§ EXERCISE DETAILS
Copy word for word the lines of the records from the one containing "Indicate the overcast" through the one containing "the white helmet", both included, and nothing else.

[Collected data entries]
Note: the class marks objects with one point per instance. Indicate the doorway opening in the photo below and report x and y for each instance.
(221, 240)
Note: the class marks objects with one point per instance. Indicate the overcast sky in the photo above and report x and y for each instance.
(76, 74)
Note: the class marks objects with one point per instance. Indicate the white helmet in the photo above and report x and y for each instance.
==
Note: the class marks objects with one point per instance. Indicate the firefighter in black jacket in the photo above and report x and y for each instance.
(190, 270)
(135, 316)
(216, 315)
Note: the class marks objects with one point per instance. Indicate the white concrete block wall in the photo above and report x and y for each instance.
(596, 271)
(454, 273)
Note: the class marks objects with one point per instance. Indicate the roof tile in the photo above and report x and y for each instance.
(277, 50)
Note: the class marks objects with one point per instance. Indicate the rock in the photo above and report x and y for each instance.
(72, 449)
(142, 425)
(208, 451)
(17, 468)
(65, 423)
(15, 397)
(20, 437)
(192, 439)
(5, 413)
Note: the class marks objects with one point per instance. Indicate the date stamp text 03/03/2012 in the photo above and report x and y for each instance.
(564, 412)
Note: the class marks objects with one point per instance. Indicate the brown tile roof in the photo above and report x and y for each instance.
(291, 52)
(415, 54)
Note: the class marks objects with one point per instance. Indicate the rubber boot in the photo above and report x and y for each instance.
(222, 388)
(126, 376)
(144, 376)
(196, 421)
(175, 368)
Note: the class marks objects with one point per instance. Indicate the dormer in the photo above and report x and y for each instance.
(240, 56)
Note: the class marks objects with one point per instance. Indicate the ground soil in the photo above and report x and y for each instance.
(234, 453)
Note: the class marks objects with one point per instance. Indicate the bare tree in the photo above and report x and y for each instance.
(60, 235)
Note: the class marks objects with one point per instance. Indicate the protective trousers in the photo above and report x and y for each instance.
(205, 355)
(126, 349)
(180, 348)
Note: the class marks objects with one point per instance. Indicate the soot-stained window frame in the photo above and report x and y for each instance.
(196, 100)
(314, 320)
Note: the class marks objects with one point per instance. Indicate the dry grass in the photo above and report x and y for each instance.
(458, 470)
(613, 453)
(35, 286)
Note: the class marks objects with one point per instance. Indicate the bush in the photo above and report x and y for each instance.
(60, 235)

§ FINISHED TASK
Note: the class marks objects with one point per instance. Indicate the overcast sky in the photo above and report x and y for each instance.
(76, 74)
Note: the class marks objects with one point per instance. Indicate the white helmet in the photo above and report x and y for each instance.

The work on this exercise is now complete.